* Start EXTRACTED TEXT *

# Brayden's first turkey



## senkothrower

My 11 year old got his first turkey this morning. Definitely a hunt I will never forget.


----------



## Kenlow1

Congrats to the proud papa. Looks like a Tom to me (no jake). How long was beard and spurs? Which county? Did he gobble hard? Decoys? Alone or by his self? Give us the whole story. Was a beautiful morning to bust a gobbler!


----------



## Snook

Awesome! Congrats to the both of you.


----------



## phishyone1

Thats awesome.............


----------



## bobk

Congrats to your son. Nice that you have him involved in hunting. 


Sent from my iPhone using Ohub Campfire mobile app


----------



## firemanstevec34

Congrats Brayden! Great first bird!


----------



## fakebait

That is so great for a young man to harvest his first Bird. That hunt will bond you two forever. I'm glad you have the time to share with your son and be part of his growth into being a sportsman. So many parents want kids but; are not willing to take the time to teach them. Be proud !

* End EXTRACTED TEXT *

> JOBS:
1. In the thread about Brayden's first turkey, how old is the boy who got the turkey?
2. From the thread about Brayden's first turkey, copy word for word the passage that opens with the words containing "## senkothrower" and closes with "bust a gobbler!".
3. Resume the thread about Brayden's first turkey, picking up right after its final post.

* Start DATA PROVIDED *

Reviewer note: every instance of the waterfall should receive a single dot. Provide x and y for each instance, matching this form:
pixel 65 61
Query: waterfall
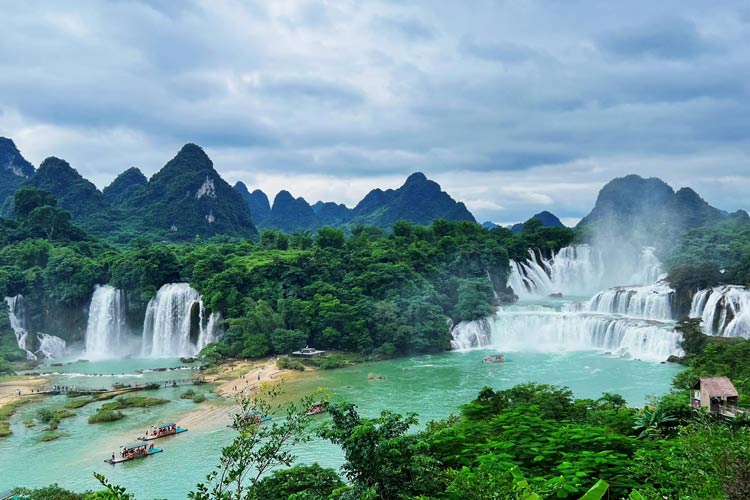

* End DATA PROVIDED *

> RESPONSE LIST:
1. He is 11 years old.

2.
## senkothrower

My 11 year old got his first turkey this morning. Definitely a hunt I will never forget.


----------



## Kenlow1

Congrats to the proud papa. Looks like a Tom to me (no jake). How long was beard and spurs? Which county? Did he gobble hard? Decoys? Alone or by his self? Give us the whole story. Was a beautiful morning to bust a gobbler!

3.
----------



## bulafisherman

Congratulations, that's an awesome first bird and one for the memory bank! Out in the blind with my 13 year old right now,plenty of bird activity just not turkeys 

Sent from my ADR6300 using Ohub Campfire mobile app


----------



## senkothrower

Here is the play by play as requested: when we got to the blind in the moonlight I could see one roosted above us. Little before 6, two started gobbling couple hundred yards to our right which got the one above us started. Then two about a hundred yards to our left started. I was hoping to be lucky enough just to hear one to keep brayden interested but we had at least 5 gobblers in area! Unfortunately when they flew down the one above us went with the ones to our left instead of our decoys. We could see them strutting about 75 yards away and they would not leave the girls. Started calling and all hell broke loose with all 5 answering but none were leaving the hens. It took an hour of cat and mouse(could see them just out of range whole time) til finally one single hen with two of the gobblers in tow came into the calling and decoys about 730. Once they got within 20 yards Brayden put a great shot on him. Bird had 9 1/2" beard with little over 1" spurs. Kind of special that he used my first gun(single shot 20ga). Poor kid is ruined now thinking turkey hunting is that easy. Absolutely one of the greatest hunts I've ever been involved in and I'm sure ever will.


----------



## senkothrower

one breast currently on the green egg!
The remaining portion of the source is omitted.